What is being asked
Return all of the data below word for word, every line unchanged and in the same order.

-- BEGIN The data --

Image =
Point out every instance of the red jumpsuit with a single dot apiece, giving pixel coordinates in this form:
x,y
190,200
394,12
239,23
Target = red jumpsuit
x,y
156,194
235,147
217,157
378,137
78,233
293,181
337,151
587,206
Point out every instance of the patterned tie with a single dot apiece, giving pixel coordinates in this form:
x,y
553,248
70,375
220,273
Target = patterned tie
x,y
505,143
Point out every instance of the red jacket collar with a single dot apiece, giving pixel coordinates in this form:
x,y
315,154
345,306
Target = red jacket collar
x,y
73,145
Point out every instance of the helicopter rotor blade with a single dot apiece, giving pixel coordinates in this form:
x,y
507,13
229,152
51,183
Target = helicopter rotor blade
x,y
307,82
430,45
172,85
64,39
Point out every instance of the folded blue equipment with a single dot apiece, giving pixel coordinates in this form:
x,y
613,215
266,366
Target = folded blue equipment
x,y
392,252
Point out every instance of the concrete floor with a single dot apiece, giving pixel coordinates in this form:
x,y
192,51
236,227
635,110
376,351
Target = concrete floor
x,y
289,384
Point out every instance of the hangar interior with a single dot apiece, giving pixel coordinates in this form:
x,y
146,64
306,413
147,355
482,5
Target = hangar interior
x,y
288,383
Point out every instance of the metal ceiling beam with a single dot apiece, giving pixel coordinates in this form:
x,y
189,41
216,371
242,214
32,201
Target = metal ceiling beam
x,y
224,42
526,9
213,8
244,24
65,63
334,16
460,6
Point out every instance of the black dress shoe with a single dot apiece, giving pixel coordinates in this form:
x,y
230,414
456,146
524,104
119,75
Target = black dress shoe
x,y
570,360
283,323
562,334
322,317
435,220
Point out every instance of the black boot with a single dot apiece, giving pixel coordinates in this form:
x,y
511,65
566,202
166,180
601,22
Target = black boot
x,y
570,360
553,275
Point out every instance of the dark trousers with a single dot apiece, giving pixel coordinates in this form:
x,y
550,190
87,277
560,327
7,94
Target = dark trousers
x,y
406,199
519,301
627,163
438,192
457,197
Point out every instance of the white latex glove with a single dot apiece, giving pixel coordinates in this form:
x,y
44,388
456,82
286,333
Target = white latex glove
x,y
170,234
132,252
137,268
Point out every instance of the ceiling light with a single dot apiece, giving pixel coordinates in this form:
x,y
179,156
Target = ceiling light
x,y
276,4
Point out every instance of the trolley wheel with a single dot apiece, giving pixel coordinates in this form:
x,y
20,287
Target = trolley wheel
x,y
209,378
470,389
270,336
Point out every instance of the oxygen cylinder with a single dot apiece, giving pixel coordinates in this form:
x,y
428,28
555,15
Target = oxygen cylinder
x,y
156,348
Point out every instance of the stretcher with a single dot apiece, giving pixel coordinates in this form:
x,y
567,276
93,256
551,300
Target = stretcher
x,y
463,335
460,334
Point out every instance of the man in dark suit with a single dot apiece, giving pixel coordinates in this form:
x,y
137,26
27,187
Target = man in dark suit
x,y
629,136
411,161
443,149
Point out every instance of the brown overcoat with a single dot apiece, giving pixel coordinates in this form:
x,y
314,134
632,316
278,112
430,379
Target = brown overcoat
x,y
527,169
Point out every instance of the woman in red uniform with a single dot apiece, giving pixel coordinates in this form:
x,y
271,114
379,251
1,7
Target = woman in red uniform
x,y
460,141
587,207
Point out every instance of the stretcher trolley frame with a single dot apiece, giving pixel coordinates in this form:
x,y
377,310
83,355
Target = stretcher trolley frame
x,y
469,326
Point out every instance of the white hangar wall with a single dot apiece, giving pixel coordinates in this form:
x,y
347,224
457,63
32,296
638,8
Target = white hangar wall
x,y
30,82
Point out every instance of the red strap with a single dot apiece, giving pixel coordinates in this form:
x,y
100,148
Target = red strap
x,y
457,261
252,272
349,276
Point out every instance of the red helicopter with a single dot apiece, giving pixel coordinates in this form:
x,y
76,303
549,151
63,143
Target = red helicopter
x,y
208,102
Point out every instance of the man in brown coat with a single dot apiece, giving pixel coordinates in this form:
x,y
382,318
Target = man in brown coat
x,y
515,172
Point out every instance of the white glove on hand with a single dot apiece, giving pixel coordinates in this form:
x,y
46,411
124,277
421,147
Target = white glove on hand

-- END The data --

Complete response
Image =
Point out every instance of the red jumpsuit with a single dot apiece, giving pixel coordinates in this form:
x,y
190,200
394,12
239,23
Target = red jumpsuit
x,y
156,194
235,147
217,157
378,137
78,233
293,181
337,151
587,206
Point out every instance of the patterned tie with a single dot apiece, giving pixel coordinates in this form:
x,y
553,248
70,375
220,273
Target = patterned tie
x,y
505,143
Point out every instance of the red jacket collar with a single dot apiece, giving pixel coordinates in this form:
x,y
315,154
345,306
Target = red jacket collar
x,y
73,145
Point out every instance of the helicopter rotor blade with a single dot apiece, giving pixel coordinates in this form:
x,y
507,13
229,152
51,183
Target = helicopter rotor blade
x,y
307,82
430,45
172,85
64,39
Point out every instance of the folded blue equipment with a single dot apiece, giving pixel coordinates in this form:
x,y
613,215
266,366
Target = folded blue equipment
x,y
392,252
Point out every instance of the concrete floor with a single dot apiece, giving pixel coordinates in this form:
x,y
192,51
236,227
635,110
376,351
Target = concrete floor
x,y
289,384
Point out every instance of the hangar interior with a single dot apiece, giving pixel coordinates in this form:
x,y
146,64
306,413
147,355
482,5
Target = hangar interior
x,y
288,383
Point out every instance of the metal ceiling beam with a single dot apiece, giving pixel coordinates in this form:
x,y
189,41
216,371
242,214
32,201
Target = metal ceiling beam
x,y
224,42
526,9
213,8
244,24
65,63
334,16
460,6
Point out every instance of the black dress shoe with a single dot apiece, giving pixel coordinates in this form:
x,y
230,414
456,146
524,104
119,75
Target = black dress shoe
x,y
570,360
283,323
562,334
322,317
435,220
Point out every instance of the black boot with a single dot apiece, giving pixel coordinates in this form:
x,y
511,65
566,202
166,180
601,22
Target = black boot
x,y
570,360
553,275
Point out every instance of the dark trousers with a single dot apiece, giving pixel coordinates in this form:
x,y
550,190
87,277
560,327
7,94
Target = dark trousers
x,y
406,199
519,301
627,163
438,192
457,197
Point out every instance of the white latex glove with a single dot apiece, giving pixel coordinates in this form:
x,y
44,388
456,82
286,333
Target = white latex glove
x,y
170,234
132,252
137,268
Point out every instance of the ceiling light with a single dot apiece, giving pixel coordinates in this form:
x,y
179,156
Target = ceiling light
x,y
276,4
Point out every instance of the trolley wheel with a single dot apiece, giving pixel coordinates in this form:
x,y
20,287
Target = trolley wheel
x,y
209,378
470,389
270,336
Point out every instance of the oxygen cylinder with a single dot apiece, giving pixel coordinates in this form:
x,y
428,28
555,15
Target = oxygen cylinder
x,y
156,348
Point out every instance of the stretcher with a single dot apiece, giving pixel coordinates in this form:
x,y
567,276
93,256
551,300
Target = stretcher
x,y
463,335
460,334
Point out every instance of the man in dark suit with a single dot apiece, giving pixel coordinates in this form:
x,y
137,26
27,187
Target = man in dark suit
x,y
629,136
411,161
443,149
Point out every instance of the brown overcoat with a single dot apiece, giving pixel coordinates in this form:
x,y
314,134
632,316
278,112
430,379
Target = brown overcoat
x,y
527,169
Point out every instance of the woman in red uniform with a single dot apiece, giving pixel coordinates in this form:
x,y
271,114
379,251
1,7
Target = woman in red uniform
x,y
460,141
587,207
Point out every instance of the stretcher trolley frame with a single dot apiece, giving pixel coordinates in this form:
x,y
377,310
83,355
Target = stretcher trolley frame
x,y
469,326
Point out every instance of the white hangar wall with a single dot apiece, giving pixel coordinates in this form:
x,y
347,224
457,63
32,296
638,8
Target = white hangar wall
x,y
30,82
Point out every instance of the red strap with a single dot apiece, giving pixel coordinates in this form:
x,y
100,148
Target = red strap
x,y
457,261
252,272
349,276
Point out every instance of the red helicopter with a single dot apiece, giving pixel coordinates in this form:
x,y
76,303
549,151
63,143
Target = red helicopter
x,y
208,102
Point out every instance of the man in brown coat with a single dot apiece, giving pixel coordinates in this form:
x,y
382,318
Target = man in brown coat
x,y
515,172
Point out every instance of the white glove on hand with a single dot apiece, giving pixel coordinates in this form:
x,y
46,411
124,277
421,147
Target = white glove on hand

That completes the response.